● **Directions for this task**:
In the data below, find each line carrying the string "frayed" and copy it out.

● **Available data**:
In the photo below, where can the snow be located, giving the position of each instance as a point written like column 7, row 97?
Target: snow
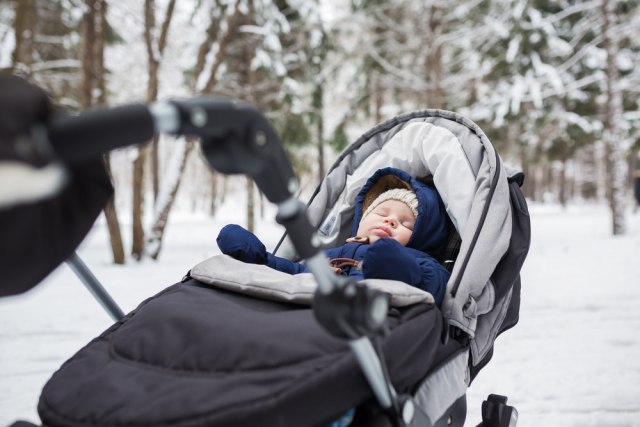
column 573, row 359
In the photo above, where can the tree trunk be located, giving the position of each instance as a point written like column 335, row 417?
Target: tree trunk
column 434, row 95
column 23, row 27
column 137, row 239
column 613, row 134
column 155, row 49
column 214, row 193
column 562, row 182
column 113, row 225
column 169, row 188
column 320, row 136
column 167, row 196
column 110, row 212
column 251, row 202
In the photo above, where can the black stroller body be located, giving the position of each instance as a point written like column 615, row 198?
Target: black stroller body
column 238, row 345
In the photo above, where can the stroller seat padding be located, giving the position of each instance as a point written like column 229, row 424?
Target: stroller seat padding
column 266, row 283
column 200, row 356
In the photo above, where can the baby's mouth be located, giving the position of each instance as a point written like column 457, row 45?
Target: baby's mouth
column 382, row 232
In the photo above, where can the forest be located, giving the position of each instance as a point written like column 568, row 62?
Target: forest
column 554, row 85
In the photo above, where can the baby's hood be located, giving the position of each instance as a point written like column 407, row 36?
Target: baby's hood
column 430, row 230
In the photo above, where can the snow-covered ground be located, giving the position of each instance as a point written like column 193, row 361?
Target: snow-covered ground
column 573, row 360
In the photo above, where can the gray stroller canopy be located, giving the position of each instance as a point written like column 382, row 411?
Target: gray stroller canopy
column 473, row 183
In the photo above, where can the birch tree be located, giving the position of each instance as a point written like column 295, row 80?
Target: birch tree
column 155, row 42
column 241, row 57
column 93, row 93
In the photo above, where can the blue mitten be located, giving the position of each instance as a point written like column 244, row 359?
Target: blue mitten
column 388, row 259
column 241, row 244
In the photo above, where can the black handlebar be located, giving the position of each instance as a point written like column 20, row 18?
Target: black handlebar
column 89, row 135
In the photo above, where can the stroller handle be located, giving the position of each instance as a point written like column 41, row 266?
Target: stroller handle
column 238, row 139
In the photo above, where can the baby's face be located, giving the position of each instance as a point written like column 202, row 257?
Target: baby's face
column 390, row 219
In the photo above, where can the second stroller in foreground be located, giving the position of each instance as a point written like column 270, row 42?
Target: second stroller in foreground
column 194, row 354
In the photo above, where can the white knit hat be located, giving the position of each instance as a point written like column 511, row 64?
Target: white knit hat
column 407, row 197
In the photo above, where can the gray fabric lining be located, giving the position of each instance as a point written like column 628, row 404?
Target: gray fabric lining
column 263, row 282
column 444, row 386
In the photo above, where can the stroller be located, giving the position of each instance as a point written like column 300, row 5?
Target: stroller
column 243, row 345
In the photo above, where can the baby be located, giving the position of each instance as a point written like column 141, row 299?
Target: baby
column 399, row 227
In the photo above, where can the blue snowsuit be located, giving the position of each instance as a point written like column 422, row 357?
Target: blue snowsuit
column 384, row 259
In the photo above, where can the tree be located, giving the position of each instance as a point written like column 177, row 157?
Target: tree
column 155, row 47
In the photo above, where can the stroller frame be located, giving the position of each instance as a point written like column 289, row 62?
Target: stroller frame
column 238, row 139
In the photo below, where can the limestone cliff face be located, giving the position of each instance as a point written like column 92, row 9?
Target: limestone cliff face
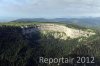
column 58, row 31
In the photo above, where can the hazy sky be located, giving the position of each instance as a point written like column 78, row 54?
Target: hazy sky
column 49, row 8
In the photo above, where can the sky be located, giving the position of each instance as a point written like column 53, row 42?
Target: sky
column 49, row 8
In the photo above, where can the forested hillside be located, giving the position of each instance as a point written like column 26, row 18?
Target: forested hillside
column 17, row 49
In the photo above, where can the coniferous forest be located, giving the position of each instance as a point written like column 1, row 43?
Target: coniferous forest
column 17, row 49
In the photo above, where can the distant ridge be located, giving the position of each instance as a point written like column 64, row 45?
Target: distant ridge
column 80, row 21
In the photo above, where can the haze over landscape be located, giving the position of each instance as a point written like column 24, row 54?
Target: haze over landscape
column 15, row 9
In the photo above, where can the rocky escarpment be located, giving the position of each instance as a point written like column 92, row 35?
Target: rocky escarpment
column 58, row 31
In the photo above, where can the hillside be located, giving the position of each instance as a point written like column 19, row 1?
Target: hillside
column 22, row 44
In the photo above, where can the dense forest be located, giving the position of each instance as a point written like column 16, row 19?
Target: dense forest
column 17, row 49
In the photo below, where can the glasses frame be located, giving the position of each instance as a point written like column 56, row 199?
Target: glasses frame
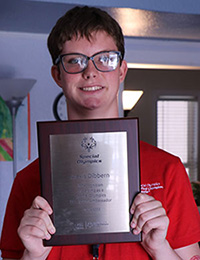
column 60, row 60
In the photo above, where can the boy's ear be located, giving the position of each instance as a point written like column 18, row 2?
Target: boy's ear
column 55, row 72
column 123, row 71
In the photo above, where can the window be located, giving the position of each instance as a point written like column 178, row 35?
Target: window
column 177, row 129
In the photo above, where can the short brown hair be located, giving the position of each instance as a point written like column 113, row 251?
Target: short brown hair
column 82, row 21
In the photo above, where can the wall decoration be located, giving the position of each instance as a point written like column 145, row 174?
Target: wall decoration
column 6, row 146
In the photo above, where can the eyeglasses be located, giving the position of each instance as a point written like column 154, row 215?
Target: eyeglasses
column 104, row 61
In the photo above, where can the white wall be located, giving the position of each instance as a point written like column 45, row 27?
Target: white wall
column 26, row 56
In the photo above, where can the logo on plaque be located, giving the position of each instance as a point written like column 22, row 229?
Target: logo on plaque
column 88, row 143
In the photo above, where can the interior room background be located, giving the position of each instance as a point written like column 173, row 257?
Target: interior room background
column 162, row 60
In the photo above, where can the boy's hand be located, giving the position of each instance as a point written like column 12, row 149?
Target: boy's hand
column 149, row 217
column 35, row 226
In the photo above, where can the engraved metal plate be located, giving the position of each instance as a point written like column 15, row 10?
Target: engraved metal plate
column 90, row 183
column 90, row 175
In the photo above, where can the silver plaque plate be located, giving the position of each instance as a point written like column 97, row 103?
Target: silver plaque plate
column 90, row 183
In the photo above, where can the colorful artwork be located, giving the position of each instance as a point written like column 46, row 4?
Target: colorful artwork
column 22, row 131
column 6, row 147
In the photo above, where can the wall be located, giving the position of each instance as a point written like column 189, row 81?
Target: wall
column 25, row 55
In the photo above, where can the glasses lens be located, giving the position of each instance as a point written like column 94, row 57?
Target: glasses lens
column 106, row 61
column 74, row 63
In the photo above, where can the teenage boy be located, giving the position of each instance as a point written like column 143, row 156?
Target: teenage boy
column 87, row 49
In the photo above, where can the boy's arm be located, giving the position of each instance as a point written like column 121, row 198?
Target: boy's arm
column 149, row 217
column 35, row 226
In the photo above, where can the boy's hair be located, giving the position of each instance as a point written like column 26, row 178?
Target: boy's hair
column 83, row 21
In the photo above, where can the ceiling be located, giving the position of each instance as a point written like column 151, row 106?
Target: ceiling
column 39, row 17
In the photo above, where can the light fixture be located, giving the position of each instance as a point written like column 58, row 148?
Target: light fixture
column 129, row 99
column 13, row 92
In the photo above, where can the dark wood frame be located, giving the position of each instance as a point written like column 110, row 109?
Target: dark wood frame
column 45, row 129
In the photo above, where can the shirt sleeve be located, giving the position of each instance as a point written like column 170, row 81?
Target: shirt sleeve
column 184, row 227
column 25, row 188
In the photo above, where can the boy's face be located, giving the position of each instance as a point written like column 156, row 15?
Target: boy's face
column 91, row 90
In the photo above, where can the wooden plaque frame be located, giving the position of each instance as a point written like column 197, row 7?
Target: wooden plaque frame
column 45, row 129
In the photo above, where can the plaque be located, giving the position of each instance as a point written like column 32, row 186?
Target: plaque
column 90, row 176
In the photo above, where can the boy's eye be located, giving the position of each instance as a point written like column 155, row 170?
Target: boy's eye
column 75, row 61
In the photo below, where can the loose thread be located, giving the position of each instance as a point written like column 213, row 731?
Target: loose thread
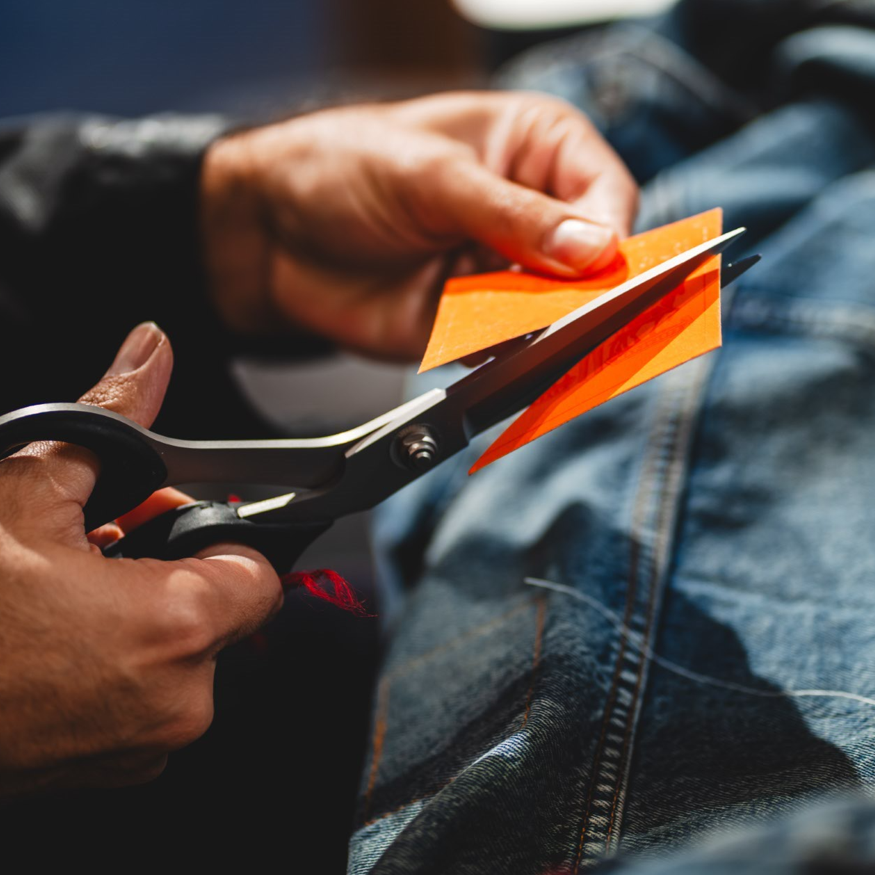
column 316, row 582
column 636, row 640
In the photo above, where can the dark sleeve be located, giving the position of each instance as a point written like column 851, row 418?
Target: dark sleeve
column 98, row 232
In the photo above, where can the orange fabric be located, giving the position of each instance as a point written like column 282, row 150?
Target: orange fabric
column 680, row 326
column 477, row 312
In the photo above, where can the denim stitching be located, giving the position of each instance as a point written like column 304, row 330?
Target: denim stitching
column 609, row 707
column 660, row 482
column 677, row 448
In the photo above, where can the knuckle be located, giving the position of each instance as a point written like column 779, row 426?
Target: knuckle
column 183, row 617
column 192, row 720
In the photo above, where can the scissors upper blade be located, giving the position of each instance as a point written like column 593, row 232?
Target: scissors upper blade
column 488, row 395
column 506, row 385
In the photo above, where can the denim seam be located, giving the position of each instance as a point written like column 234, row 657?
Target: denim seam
column 652, row 527
column 675, row 460
column 536, row 661
column 613, row 692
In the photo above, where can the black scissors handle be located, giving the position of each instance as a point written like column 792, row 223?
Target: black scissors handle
column 192, row 527
column 131, row 469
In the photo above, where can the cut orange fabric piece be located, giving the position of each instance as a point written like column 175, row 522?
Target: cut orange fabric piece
column 478, row 312
column 680, row 326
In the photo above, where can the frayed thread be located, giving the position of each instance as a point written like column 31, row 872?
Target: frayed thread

● **Reply to the task**:
In the photo above, where can the frayed thread be located, giving the position of each instance as a point written like column 31, row 872?
Target: frayed thread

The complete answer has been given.